:: PROVIDED TEXT ::
'''

This project is part of the "Machine Learning with Python - From Linear Models to Deep Learning" course offered by MIT.
This project implements several classification algorithms for machine learning tasks. The algorithms included are:
-
Perceptron Algorithm: This algorithm updates classification parameters based on a single step. It iterates through the dataset multiple times to converge to an optimal solution.
-
Average Perceptron Algorithm: Similar to the Perceptron algorithm but computes the average of the parameters over multiple iterations, leading to a more stable model.
-
Pegasos Algorithm: This algorithm optimizes linear classifiers using stochastic gradient descent. It incorporates a regularization term to prevent overfitting.
Bag of Words (BoW) is a technique used in Natural Language Processing (NLP) to represent text data. It treats each document as a collection of words, ignoring grammar and word order. This representation is useful for tasks like text classification and sentiment analysis.
This Python file contains implementations of the aforementioned algorithms along with helper functions for feature extraction and classification.

'''

:: EXERCISE TASK ::
Reproduce the project description from "This project is" through "more stable model.", swapping in "epochs" wherever "iterations" appears.

:: DATA EXCERPTS ::
'''

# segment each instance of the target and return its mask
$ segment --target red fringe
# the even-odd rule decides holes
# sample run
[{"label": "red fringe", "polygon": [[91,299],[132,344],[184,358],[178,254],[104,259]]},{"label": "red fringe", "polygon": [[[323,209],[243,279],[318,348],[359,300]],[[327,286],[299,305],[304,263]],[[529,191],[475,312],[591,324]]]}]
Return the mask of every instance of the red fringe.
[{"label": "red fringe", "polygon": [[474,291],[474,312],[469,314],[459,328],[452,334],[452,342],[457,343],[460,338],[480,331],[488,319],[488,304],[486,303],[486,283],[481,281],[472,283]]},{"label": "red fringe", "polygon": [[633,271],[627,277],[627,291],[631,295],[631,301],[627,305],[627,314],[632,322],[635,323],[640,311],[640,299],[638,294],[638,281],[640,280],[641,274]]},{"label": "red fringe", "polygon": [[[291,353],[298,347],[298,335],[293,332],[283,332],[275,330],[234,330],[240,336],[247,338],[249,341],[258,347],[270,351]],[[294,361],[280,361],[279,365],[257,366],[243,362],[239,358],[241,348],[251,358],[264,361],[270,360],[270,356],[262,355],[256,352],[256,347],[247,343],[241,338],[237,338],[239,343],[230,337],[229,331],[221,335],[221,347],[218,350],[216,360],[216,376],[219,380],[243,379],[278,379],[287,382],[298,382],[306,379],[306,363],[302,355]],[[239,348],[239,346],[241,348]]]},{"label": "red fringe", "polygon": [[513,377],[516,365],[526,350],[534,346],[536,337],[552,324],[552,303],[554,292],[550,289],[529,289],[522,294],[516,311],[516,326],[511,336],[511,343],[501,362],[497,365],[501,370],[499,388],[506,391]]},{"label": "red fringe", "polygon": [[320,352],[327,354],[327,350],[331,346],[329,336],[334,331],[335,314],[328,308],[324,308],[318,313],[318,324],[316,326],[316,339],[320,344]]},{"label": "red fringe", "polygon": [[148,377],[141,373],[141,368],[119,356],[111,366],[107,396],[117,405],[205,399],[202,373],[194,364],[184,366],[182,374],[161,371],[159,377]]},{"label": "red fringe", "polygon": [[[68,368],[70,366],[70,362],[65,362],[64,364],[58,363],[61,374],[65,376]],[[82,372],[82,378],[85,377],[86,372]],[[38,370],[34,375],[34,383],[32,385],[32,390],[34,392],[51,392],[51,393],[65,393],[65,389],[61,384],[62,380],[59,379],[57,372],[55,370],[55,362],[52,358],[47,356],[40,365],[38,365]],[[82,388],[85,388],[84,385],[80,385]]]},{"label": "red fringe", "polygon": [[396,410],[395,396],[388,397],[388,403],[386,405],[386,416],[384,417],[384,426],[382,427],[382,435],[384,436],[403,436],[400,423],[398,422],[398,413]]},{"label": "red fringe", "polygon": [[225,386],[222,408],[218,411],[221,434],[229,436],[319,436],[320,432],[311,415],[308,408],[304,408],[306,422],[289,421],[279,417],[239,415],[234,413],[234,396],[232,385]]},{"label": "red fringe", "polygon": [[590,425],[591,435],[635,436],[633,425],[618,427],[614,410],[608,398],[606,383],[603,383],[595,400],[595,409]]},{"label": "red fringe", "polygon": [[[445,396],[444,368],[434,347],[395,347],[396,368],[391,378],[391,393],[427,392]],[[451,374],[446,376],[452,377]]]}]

'''

:: RESPONSE TO THIS EXERCISE ::
This project is part of the "Machine Learning with Python - From Linear Models to Deep Learning" course offered by MIT.
This project implements several classification algorithms for machine learning tasks. The algorithms included are:
-
Perceptron Algorithm: This algorithm updates classification parameters based on a single step. It iterates through the dataset multiple times to converge to an optimal solution.
-
Average Perceptron Algorithm: Similar to the Perceptron algorithm but computes the average of the parameters over multiple epochs, leading to a more stable model.